To be done
Could you retype the records, starting at the line that contains "Place one keypoint on each instance of the area" and ending at the last line of the records, including both ends?

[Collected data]

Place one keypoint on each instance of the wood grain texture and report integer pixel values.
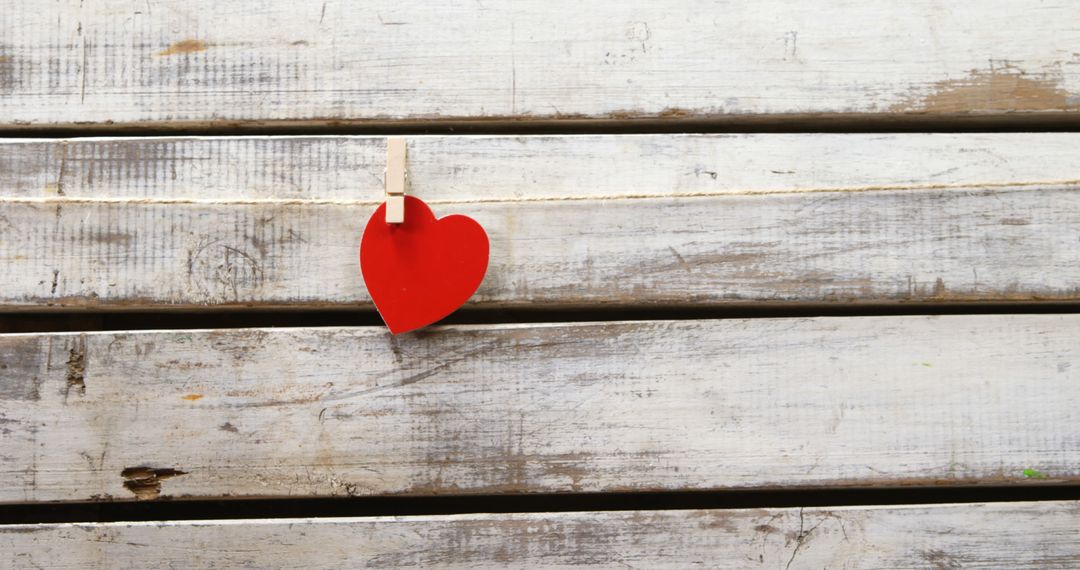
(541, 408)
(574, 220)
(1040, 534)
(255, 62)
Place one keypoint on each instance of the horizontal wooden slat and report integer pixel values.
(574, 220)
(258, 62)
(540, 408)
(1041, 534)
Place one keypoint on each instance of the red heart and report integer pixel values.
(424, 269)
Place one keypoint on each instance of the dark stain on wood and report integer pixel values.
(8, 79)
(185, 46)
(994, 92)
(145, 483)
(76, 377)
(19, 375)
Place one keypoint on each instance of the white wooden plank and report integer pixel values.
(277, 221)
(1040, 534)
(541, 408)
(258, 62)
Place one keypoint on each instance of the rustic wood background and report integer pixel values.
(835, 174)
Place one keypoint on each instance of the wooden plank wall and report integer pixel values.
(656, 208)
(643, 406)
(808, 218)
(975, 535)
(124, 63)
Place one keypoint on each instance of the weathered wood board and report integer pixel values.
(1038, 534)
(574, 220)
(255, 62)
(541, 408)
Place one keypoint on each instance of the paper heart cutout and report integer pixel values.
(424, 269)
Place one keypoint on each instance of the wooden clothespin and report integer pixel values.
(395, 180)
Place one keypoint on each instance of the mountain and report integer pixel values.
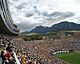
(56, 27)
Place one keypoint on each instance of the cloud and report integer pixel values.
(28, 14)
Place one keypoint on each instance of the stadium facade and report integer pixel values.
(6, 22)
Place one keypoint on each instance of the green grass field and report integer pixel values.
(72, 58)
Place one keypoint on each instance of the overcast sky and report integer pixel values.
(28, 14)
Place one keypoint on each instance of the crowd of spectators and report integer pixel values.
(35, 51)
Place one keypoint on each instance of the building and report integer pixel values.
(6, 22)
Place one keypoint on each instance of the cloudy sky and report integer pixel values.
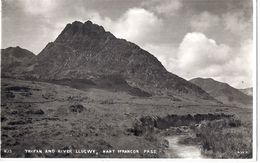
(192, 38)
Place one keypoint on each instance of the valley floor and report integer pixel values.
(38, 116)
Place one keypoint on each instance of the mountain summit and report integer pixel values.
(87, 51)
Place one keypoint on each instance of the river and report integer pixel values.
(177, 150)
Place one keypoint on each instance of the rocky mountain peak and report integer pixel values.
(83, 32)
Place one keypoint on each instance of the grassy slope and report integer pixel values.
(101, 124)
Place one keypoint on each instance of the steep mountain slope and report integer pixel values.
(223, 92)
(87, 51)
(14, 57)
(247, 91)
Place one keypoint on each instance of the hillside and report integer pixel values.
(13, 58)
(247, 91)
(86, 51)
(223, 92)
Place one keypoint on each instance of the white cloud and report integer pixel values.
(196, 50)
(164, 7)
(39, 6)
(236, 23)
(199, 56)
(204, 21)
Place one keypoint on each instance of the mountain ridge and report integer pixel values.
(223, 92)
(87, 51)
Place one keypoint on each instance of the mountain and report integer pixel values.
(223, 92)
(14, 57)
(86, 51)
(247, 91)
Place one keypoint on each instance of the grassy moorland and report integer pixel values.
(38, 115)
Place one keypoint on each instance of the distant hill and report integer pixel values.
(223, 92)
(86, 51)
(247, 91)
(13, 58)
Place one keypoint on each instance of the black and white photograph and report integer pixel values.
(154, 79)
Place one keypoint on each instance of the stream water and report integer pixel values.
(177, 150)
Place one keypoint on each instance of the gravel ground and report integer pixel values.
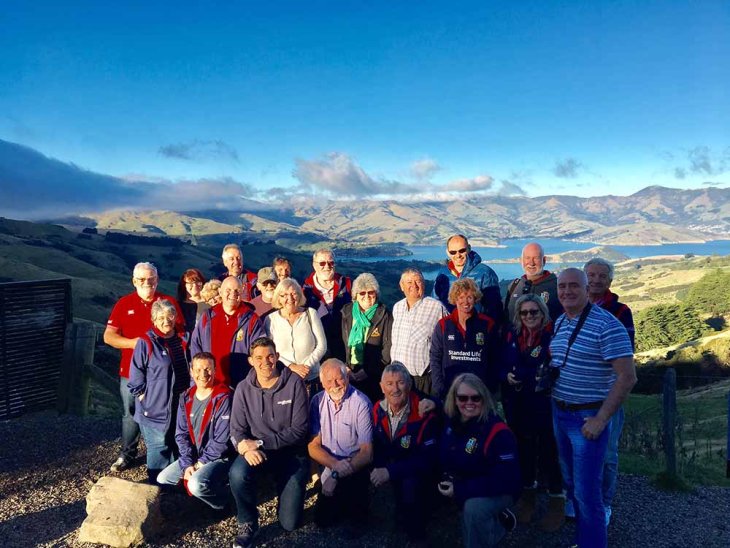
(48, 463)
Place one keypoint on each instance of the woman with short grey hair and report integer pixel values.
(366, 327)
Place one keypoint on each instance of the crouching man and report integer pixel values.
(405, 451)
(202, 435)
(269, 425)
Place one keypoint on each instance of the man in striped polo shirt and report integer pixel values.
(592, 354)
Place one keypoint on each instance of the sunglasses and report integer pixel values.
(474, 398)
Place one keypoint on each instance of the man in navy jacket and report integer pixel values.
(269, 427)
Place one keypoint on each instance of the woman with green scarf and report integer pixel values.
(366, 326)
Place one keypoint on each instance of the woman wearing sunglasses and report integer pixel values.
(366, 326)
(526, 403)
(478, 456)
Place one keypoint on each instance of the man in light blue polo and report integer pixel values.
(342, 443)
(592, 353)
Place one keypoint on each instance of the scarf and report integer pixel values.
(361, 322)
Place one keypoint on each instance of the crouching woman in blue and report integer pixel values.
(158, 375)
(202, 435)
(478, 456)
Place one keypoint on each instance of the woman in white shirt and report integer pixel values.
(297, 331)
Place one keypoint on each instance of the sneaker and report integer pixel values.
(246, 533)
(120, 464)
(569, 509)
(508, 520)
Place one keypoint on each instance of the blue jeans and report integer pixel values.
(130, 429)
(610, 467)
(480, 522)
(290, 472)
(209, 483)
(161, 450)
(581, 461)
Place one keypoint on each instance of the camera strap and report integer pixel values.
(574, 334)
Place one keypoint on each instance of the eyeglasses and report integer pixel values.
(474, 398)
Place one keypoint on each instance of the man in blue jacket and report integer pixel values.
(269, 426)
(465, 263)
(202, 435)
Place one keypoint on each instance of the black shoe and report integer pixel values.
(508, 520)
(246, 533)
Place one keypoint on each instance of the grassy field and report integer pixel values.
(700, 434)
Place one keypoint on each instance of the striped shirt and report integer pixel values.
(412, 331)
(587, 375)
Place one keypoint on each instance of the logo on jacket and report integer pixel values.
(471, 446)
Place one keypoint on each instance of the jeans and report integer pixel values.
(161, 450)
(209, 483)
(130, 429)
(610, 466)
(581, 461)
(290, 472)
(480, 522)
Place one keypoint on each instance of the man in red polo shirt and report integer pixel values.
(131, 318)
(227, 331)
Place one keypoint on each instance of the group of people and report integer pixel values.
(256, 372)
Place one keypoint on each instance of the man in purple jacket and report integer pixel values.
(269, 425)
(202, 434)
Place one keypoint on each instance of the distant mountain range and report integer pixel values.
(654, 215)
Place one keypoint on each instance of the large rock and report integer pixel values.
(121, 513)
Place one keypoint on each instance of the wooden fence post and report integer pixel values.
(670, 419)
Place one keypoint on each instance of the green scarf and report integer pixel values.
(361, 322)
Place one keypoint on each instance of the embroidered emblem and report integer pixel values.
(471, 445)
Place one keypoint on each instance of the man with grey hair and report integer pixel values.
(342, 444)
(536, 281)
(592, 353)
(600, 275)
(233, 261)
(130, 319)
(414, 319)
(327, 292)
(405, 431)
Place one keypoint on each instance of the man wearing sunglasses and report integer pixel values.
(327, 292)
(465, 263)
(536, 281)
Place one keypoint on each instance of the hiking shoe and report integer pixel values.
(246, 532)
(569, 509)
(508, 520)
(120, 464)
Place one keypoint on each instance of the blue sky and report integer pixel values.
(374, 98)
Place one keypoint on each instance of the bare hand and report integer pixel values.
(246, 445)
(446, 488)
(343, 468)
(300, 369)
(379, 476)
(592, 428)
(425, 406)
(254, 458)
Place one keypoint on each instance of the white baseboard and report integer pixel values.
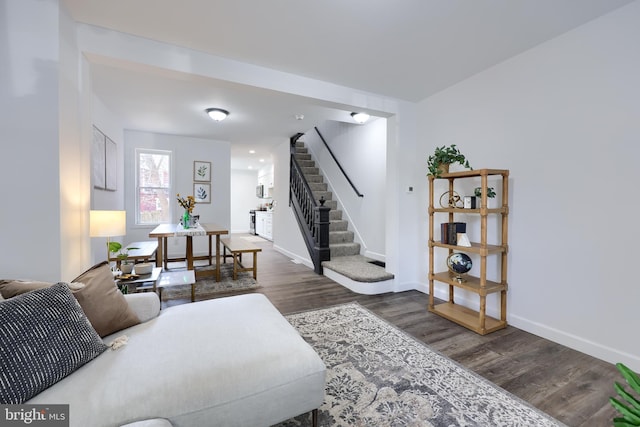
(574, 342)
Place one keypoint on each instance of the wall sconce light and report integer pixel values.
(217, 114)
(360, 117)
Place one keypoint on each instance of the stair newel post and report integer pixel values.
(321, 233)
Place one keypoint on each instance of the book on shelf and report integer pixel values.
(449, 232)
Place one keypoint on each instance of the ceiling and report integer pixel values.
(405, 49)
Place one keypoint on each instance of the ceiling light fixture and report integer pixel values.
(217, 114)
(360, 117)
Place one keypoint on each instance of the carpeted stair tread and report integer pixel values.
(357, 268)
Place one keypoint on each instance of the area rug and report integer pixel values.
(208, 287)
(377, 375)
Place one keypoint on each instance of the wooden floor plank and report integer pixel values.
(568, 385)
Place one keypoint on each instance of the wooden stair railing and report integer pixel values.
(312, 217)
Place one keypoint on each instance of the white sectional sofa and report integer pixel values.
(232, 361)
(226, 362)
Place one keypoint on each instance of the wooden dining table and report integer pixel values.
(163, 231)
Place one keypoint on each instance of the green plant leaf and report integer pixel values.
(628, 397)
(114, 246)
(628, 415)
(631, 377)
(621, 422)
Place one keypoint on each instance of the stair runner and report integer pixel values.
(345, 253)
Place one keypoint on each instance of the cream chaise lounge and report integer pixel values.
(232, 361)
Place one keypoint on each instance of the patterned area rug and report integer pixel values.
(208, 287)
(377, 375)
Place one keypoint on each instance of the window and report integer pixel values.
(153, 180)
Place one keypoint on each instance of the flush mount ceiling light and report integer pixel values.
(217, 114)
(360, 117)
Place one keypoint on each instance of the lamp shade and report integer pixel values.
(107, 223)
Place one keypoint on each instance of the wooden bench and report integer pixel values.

The response
Place one keypoint on each instance of the area rug and report integer pixel values.
(208, 287)
(377, 375)
Place one keypoint on each instance of the wooden floor plank and report integer pixel values.
(568, 385)
Place one keypoint on each instance of the wooden stair railing and report integer pixel values.
(312, 217)
Place one keypoint on each instance of the white sectional sofa and report integer pixel values.
(232, 361)
(226, 362)
Place one keypoint on each instance of the wooden dining table and report integer pixel values.
(163, 231)
Place one keypoint on each instance of the green plant leaf and report integer pixel values.
(628, 397)
(114, 246)
(628, 415)
(631, 377)
(621, 422)
Place one keypoint on each instance of the stair runner and report integer pixel values.
(345, 253)
Place one keypoint on each instance of the cream chaise lounge and report integer pixel values.
(232, 361)
Place one keypoint on each instance of the patterned area rug and report integer pixel values.
(208, 287)
(377, 375)
Place one keypoint on each instance of the window and report integer pixel values.
(153, 180)
Place one keypoint on each instance of the flush mount ceiling light and report integer pixel values.
(217, 114)
(360, 117)
Place one keypoint on each instance of the lamp shade and report integer pixel values.
(107, 223)
Place one keypoint on each instance of the wooden bench and report integer pixel values.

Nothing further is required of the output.